» Description of the task
Please quote each of the rows below word for word.

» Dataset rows
┌────────

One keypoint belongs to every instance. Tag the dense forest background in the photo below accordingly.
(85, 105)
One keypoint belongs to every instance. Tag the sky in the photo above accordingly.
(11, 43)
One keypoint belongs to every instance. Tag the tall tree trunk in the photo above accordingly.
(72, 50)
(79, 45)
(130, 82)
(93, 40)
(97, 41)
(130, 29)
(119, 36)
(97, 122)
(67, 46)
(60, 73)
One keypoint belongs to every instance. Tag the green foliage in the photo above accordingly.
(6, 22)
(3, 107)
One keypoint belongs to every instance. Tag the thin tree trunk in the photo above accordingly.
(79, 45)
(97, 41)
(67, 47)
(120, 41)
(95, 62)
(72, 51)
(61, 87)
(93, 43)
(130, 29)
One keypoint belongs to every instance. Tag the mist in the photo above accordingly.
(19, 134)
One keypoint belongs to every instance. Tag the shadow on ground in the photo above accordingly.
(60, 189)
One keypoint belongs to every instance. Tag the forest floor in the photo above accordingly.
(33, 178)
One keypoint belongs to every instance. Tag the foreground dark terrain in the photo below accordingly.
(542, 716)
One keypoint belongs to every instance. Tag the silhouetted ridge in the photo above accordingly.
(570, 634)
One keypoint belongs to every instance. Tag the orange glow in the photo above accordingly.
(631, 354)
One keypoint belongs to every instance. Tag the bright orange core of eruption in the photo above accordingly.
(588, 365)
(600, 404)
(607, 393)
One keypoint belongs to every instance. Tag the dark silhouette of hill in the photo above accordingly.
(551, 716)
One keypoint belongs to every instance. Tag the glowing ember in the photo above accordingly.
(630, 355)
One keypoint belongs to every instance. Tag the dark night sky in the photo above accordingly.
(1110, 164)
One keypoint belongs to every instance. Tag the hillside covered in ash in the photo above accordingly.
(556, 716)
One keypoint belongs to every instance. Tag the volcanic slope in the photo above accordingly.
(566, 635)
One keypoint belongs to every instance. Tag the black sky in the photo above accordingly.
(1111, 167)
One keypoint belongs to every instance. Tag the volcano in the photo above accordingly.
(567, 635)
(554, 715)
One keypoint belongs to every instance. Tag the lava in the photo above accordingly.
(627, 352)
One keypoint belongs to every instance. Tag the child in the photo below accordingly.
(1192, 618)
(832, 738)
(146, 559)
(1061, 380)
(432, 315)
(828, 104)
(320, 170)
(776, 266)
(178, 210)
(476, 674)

└────────

» Written response
One keypoint belongs to every instance. Tag the dense forest background in the photo below accordingly.
(85, 105)
One keypoint belongs to every instance. Tag the sky in the photo above accordingly.
(11, 43)
One keypoint belongs to every instance. Tag the tall tree trunk in the photo above accordingly.
(72, 50)
(79, 45)
(130, 82)
(93, 40)
(97, 41)
(130, 29)
(119, 36)
(97, 122)
(67, 46)
(60, 73)
One keypoint belongs to every instance. Tag the green foliage in the photo above accordingly.
(6, 22)
(3, 107)
One keypoint belongs to every instance. Tag the thin tree trunk in the photo above accordingly.
(79, 45)
(97, 41)
(67, 47)
(120, 41)
(95, 62)
(72, 51)
(61, 87)
(93, 43)
(130, 29)
One keypoint belongs to every instance. Tag the mist in the photo above accordingly.
(19, 134)
One keypoint belongs to every instance. Tag the shadow on ground in the photo above accordingly.
(60, 189)
One keypoint belongs to every instance. Tag the forest floor in the photo above accordingly.
(33, 178)
One keypoint belongs to every instance. Tag the foreground dark terrain in the photo below accordingly.
(542, 716)
One keypoint belongs to every instance. Tag the silhouetted ridge in the photo above accordingly.
(570, 634)
One keypoint belongs to every instance. Tag the orange glow in the photo above accordingly.
(631, 354)
One keypoint belongs to every instance. Tag the bright orange core of eruption in the photo above accordingly.
(588, 365)
(600, 404)
(607, 393)
One keypoint belongs to every instance. Tag the dark silhouette of hill in the photo above accordingly.
(551, 716)
One keypoint belongs to every instance. Tag the glowing ember in the photo above accordingly.
(630, 355)
One keypoint belongs to every instance. Tag the dark night sky in the photo above accordingly.
(1110, 164)
One keypoint belongs to every instance. Tag the hillside covered in ash in the photo above accordingly.
(556, 716)
One keypoint belongs to every instance. Tag the volcanic slope in the photo above accordingly.
(566, 635)
One keypoint belongs to every instance. Tag the black sky in the photo above accordingly.
(1111, 167)
One keypoint belongs to every instance. Tag the volcano in the photo above accordingly.
(567, 635)
(554, 715)
One keypoint belongs to every instance. Tag the lava in the photo above accordingly.
(627, 352)
One keypoint belongs to every instance. Tag the child in the photo below accordingly.
(1192, 618)
(832, 738)
(146, 559)
(1061, 380)
(432, 315)
(828, 104)
(320, 170)
(776, 266)
(178, 210)
(476, 674)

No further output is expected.